Extract provided:
☆ ☆ ☆ ☆ ☆

# Sand Substrate in Demasoni and Lab tank



## Rocco10 (May 11, 2013)

Hey guys,

Can anyone recommend a good sand substrate for a 55 gallon mbuna tank with texas holey rock. I appreciate the help. :fish:


----------



## fishmeat (May 5, 2012)

Pool filter sand :thumb:


----------



## BelieveInBlue (Jul 17, 2011)

^that. It's cheap, easy to find, and you can get a lot of it at once.


----------



## q8vw (Mar 12, 2013)

fishmeat said:


> Pool filter sand :thumb:


+1 :thumb:

-Cheap
-Easy to clean


----------



## ozman (Sep 7, 2012)

i had coral sand in my last tank that worked well, my mbuna loved it. but it is expensive.
now that so many people have tried, tested, and proved pool filter sand i will defineatly be going that way too. as said, cheap


----------



## Rocco10 (May 11, 2013)

Does the pool filter sand come in different colors? Wondering what color would look good with texas holey rock.


----------



## upperwest (May 11, 2013)

fishmeat said:


> Pool filter sand :thumb:


Does the pool filter sand aid in keeping the ph high or should the sand be supplemented with some aragonites, etc?


----------



## GTZ (Apr 21, 2010)

For the most part, it's inert and won't alter the water chemistry. 
Due to the high frequency of water changes, aragonite or coral don't have much of an effect either. Your best bet for buffering would be to test your KH and GH levels to determine if you need to buffer at all.


----------



## DJRansome (Oct 29, 2005)

Pool filter sand is usually sand-colored. Since it is sold for pool filters and not tank decor I have not found color options to be readily available.

☆ ☆ ☆ ☆ ☆

Problem details:
Please quote the forum thread about sand substrate for an mbuna tank in full, word for word.

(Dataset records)
☆ ☆ ☆ ☆ ☆

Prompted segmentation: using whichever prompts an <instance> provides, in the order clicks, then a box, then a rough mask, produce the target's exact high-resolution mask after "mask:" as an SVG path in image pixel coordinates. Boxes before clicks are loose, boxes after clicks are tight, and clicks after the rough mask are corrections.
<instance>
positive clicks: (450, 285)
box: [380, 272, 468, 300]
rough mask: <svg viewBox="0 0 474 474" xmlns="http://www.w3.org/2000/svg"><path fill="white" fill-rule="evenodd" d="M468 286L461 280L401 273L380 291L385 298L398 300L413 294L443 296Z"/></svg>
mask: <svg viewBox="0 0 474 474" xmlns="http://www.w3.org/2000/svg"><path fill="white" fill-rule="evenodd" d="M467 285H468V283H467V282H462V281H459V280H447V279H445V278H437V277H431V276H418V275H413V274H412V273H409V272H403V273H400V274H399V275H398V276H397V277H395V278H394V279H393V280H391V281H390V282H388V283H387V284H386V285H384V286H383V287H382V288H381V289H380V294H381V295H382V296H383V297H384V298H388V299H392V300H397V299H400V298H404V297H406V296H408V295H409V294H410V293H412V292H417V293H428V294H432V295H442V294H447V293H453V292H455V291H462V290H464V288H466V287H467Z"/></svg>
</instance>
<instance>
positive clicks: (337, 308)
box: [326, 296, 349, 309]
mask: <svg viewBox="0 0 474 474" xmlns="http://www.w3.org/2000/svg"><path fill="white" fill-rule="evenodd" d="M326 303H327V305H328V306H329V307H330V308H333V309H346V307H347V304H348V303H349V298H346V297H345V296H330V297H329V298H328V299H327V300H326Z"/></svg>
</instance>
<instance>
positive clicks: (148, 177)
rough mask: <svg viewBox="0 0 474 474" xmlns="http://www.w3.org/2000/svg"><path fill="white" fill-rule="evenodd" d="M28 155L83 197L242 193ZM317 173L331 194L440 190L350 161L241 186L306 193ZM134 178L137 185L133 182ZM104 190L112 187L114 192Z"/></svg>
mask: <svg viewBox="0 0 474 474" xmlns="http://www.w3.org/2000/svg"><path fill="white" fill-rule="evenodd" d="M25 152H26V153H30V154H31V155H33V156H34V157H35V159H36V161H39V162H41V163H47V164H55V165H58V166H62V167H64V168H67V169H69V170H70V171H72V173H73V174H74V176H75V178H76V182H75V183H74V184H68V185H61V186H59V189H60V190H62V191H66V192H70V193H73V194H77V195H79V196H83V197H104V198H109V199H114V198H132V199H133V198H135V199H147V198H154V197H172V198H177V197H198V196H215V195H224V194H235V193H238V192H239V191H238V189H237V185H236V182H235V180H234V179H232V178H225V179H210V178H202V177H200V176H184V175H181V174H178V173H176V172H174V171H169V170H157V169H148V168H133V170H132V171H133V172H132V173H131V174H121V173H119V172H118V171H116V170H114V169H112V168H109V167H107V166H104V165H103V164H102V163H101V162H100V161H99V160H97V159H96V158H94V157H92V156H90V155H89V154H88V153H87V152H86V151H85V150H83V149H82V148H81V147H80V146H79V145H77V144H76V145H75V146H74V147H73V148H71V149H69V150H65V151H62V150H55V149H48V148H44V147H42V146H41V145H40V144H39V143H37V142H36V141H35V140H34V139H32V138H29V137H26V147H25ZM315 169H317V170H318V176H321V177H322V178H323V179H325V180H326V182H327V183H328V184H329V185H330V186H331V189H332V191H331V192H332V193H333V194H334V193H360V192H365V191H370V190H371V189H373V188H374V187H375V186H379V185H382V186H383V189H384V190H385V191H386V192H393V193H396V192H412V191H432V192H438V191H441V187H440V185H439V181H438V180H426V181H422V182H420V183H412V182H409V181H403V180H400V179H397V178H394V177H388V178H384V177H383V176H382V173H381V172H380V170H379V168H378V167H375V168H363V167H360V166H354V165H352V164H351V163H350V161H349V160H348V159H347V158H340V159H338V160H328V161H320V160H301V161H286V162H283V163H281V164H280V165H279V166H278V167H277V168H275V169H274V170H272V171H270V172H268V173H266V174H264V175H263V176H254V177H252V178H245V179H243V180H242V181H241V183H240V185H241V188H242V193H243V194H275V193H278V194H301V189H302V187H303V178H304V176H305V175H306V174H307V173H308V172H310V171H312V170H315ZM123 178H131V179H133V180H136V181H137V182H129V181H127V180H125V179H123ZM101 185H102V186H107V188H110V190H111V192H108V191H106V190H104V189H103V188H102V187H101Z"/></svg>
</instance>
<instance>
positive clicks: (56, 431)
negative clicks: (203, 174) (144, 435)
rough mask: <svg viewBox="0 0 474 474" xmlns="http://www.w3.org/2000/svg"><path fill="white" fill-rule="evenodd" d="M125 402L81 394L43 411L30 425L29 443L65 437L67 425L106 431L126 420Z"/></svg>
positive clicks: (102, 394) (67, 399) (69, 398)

☆ ☆ ☆ ☆ ☆

Task solution:
# Sand Substrate in Demasoni and Lab tank



## Rocco10 (May 11, 2013)

Hey guys,

Can anyone recommend a good sand substrate for a 55 gallon mbuna tank with texas holey rock. I appreciate the help. :fish:


----------



## fishmeat (May 5, 2012)

Pool filter sand :thumb:


----------



## BelieveInBlue (Jul 17, 2011)

^that. It's cheap, easy to find, and you can get a lot of it at once.


----------



## q8vw (Mar 12, 2013)

fishmeat said:


> Pool filter sand :thumb:


+1 :thumb:

-Cheap
-Easy to clean


----------



## ozman (Sep 7, 2012)

i had coral sand in my last tank that worked well, my mbuna loved it. but it is expensive.
now that so many people have tried, tested, and proved pool filter sand i will defineatly be going that way too. as said, cheap


----------



## Rocco10 (May 11, 2013)

Does the pool filter sand come in different colors? Wondering what color would look good with texas holey rock.


----------



## upperwest (May 11, 2013)

fishmeat said:


> Pool filter sand :thumb:


Does the pool filter sand aid in keeping the ph high or should the sand be supplemented with some aragonites, etc?


----------



## GTZ (Apr 21, 2010)

For the most part, it's inert and won't alter the water chemistry. 
Due to the high frequency of water changes, aragonite or coral don't have much of an effect either. Your best bet for buffering would be to test your KH and GH levels to determine if you need to buffer at all.


----------



## DJRansome (Oct 29, 2005)

Pool filter sand is usually sand-colored. Since it is sold for pool filters and not tank decor I have not found color options to be readily available.